EXERCISES:
- a) From the journal entry, copy the passage that starts with the words containing "The Day of the" and ends with "her some time.".
- b) Please list every book title mentioned in the journal entry.
- c) Continue the journal entry, picking up after its final sentence.

READING PASSAGE:
*** Begin section ***

The Anonymous Writer

The Journal With No Name
2013-04-16 22:11:58 (UTC)

The Day of the Semicolon

Dear Journal,

In my last entry I have written a story about a girl who was shaking her fists at the universe. She was frustrated with not advancing as far as she had hoped. She questioned her love for things that have been a part of her life from the moment she was born. She was alone and confused and crying out for help. At the end of this story, she had decided a way to find out whether people cared about her or not: Draw a semicolon on both wrists in hopes of somebody noticing them so she could explain to them the meaning. The epilogue? The semicolon idea was a pathetic attempt. (And believe me I'd be the person to know. ) However something or rather somebody did help her climb out of her hole and bought her some time.

Today I was given the book The Fault In Our Stars with thanks to Bea. Everybody was buzzing about how well written it was and how it gave them a good, hard cry at the end. And so I decided it was a must to read. Quite frankly I may not have needed another good, hard cry but these are the type of books I live for. They help me gain another perspective on life: A perspective where every bye or see-you-laters could possibly be the final goodbye. Needless to say, I have finished the book. I did not cry. I did not fall in love with book as I have with other books. (Green Angel By Alice Hoffman or Catcher in the Rye by, well, that's a classic..) So you are probably wondering why this book bought me some time, huh? Well if anything it was the main character, Hazel. Now I'm not going to totally spoil the book for you like my friends did for me, but I may mention a few tidbits in the book so be well aware.

Hazel is a 16-year old girl with cancer. Other than the fact that she has non-cureable disease, her life is pretty much bland. Her cancer is controlling her. That is, until she met a boy. (Surprise, surprise.) His name is Augustus Waters, and I must say I fell for him too throughout the book. But the part I really want to get at is the fact that this girl was very in touch with the universe. She knew about things, adult things. I can't quite explain it without calling her an old soul or just very mature for her age, but I'm sure you can figure it out. (I mean you've got a brain, right?) And so as I was reading the book she had opened my eyes. I don't exactly know what she has unleashed inside of me quite yet, but I do know this: I feel very inspired. I'm practically shaking, Journal.

*** End section ***

Region pointing data:
*** Begin section ***

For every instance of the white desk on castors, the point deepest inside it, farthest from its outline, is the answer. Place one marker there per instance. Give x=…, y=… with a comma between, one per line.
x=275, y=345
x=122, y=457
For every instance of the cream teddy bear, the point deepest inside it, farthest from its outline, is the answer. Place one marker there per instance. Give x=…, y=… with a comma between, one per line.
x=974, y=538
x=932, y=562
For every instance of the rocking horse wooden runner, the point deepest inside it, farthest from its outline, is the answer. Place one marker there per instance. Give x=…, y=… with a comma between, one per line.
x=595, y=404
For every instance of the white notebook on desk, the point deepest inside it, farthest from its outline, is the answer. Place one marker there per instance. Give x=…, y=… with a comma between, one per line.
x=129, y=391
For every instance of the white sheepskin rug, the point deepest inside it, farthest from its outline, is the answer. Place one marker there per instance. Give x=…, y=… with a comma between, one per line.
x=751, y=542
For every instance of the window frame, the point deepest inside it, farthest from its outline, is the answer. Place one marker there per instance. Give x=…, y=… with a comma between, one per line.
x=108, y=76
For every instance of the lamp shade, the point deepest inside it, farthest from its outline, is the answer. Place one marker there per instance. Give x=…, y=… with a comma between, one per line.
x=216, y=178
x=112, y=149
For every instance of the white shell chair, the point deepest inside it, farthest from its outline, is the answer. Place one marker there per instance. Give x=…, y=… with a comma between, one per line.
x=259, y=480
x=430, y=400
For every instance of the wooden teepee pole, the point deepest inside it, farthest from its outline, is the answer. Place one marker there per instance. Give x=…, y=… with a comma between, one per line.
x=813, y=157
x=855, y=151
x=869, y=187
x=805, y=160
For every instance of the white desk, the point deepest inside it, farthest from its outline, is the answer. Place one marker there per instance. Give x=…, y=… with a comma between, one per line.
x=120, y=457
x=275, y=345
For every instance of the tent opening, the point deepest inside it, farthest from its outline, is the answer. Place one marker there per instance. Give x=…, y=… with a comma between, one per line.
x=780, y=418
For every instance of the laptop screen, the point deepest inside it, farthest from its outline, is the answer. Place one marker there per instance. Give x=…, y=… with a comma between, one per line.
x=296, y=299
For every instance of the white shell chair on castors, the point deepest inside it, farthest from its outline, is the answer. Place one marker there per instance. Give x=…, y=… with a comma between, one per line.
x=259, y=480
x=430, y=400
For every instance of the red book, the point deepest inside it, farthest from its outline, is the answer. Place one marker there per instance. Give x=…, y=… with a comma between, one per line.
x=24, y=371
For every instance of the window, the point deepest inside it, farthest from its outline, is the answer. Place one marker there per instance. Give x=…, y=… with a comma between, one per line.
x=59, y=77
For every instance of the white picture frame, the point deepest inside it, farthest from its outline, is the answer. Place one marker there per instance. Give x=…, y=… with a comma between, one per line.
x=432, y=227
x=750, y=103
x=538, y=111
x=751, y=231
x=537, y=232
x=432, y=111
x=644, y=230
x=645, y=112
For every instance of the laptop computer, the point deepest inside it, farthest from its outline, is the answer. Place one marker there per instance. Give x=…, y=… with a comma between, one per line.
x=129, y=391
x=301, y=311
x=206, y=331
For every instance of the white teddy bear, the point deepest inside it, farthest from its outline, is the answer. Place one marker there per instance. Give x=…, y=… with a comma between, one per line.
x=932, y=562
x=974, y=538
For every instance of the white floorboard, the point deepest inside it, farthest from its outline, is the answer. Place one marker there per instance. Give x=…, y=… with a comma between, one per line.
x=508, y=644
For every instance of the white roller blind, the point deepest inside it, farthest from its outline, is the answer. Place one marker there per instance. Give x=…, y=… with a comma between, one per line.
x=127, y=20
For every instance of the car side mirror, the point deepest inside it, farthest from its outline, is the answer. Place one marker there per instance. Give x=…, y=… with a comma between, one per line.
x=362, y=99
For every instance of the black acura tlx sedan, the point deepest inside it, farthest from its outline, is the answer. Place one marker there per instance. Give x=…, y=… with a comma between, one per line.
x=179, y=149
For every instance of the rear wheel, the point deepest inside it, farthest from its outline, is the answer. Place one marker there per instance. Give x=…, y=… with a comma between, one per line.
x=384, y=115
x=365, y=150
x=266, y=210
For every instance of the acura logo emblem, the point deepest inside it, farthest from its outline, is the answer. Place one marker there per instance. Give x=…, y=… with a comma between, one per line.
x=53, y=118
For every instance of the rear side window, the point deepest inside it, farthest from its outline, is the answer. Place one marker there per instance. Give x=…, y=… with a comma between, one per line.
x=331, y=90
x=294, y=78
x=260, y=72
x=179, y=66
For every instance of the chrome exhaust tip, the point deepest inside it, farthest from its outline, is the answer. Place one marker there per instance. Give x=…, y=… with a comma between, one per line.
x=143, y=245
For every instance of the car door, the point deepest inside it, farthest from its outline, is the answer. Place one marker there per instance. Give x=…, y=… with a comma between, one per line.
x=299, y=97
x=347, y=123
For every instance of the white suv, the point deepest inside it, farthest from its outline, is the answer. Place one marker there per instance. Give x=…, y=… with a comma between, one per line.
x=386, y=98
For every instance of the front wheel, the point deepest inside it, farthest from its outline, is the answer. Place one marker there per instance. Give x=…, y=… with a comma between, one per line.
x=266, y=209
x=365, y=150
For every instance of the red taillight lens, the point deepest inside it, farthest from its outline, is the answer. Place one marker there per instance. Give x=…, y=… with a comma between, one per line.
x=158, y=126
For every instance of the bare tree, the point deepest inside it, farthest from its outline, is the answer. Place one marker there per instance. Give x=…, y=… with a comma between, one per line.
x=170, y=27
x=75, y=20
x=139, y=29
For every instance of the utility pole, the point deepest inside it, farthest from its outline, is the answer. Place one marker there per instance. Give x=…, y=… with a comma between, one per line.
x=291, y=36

*** End section ***

RESPONSES PER TASK:
- a)
The Day of the Semicolon

Dear Journal,

In my last entry I have written a story about a girl who was shaking her fists at the universe. She was frustrated with not advancing as far as she had hoped. She questioned her love for things that have been a part of her life from the moment she was born. She was alone and confused and crying out for help. At the end of this story, she had decided a way to find out whether people cared about her or not: Draw a semicolon on both wrists in hopes of somebody noticing them so she could explain to them the meaning. The epilogue? The semicolon idea was a pathetic attempt. (And believe me I'd be the person to know. ) However something or rather somebody did help her climb out of her hole and bought her some time.

- b)
The Fault In Our Stars
Green Angel
Catcher in the Rye

- c)
On page 299 I did not cry. I promise. My throat was swollen, tears were forming, and my heart was thumping. I did not cry. I was only close to shedding a tear. In that scene, Hazel asks her parents if they will stay together after she dies. Only 50 percent of married couples stay together after their child dies. And I don't know, but that depressed the hell out of me. Maybe I felt like I was too much like the character and the dad felt like too much like my dad and the mom felt like too much like my mom... if I had cancer, I mean.

OKay, so maybe I'm just reviewing this book and working it into my life somehow. But then again I'm more likely not making much sense to you, Journal and just speaking blabber. I just know that it made me feel inspired. It bought me some time and the world doesn't seem so awful anymore.

I will work at making sure my life doesn't suck so much. I first off started this approach with being nice to everybody. Especially the people people don't talk to very much. I've had conversations with them, lend them pencils, and shared a few jokes. I also approached a less suckier life by being nicer to my dad because it's not worth trying to fight him with every word. He may be wrong a lot of the time, but he's trying.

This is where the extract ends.